═══ Data in this exercise

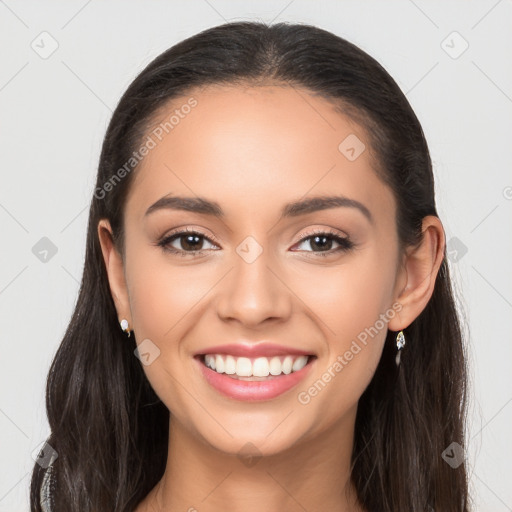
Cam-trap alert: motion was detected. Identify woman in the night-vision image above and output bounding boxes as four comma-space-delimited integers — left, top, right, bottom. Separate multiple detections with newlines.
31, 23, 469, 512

══════
═══ Data in this exercise

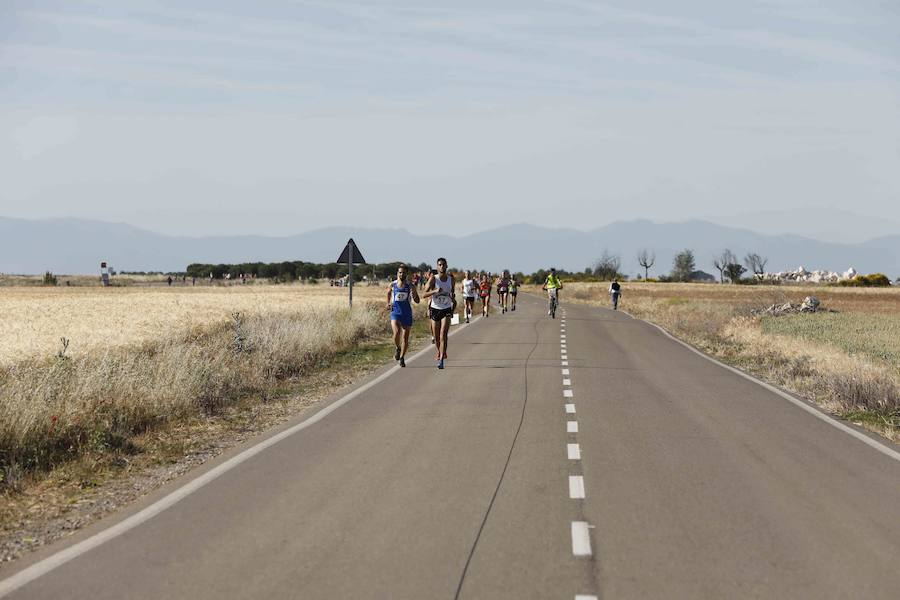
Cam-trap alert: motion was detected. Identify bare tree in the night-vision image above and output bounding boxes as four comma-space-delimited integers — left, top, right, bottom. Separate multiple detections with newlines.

══════
═══ Data in this exercise

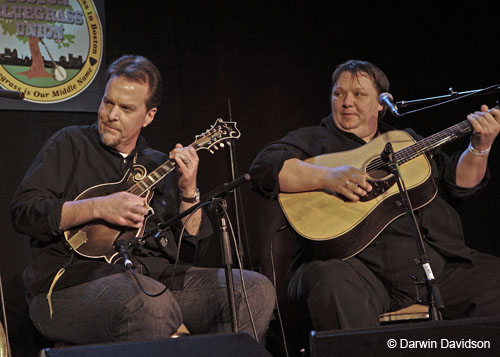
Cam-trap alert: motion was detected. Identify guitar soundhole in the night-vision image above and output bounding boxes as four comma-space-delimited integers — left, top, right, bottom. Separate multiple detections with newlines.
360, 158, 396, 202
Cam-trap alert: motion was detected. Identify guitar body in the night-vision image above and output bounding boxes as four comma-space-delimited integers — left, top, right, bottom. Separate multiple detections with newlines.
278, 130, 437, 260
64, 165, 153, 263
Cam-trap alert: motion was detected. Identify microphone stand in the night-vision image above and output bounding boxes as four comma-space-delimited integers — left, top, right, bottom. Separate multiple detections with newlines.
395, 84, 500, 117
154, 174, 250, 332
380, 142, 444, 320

══════

> **Your goal**
Please recast the material between the lines holding "Cam-trap alert: motion was detected. Identify woman" and "31, 23, 469, 512", inclusive, as a Markdown table with the columns Row No. and Line, one numbered row per line, leaving out blank lines.

> **Final result**
| Row No. | Line |
|---|---|
| 1 | Cam-trap alert: motion was detected. Identify woman in the night-vision image above and output bounding boxes as four comma-space-delimited integers — left, top, right, bottom. Separate multiple detections with newlines. |
| 2 | 31, 23, 469, 512 |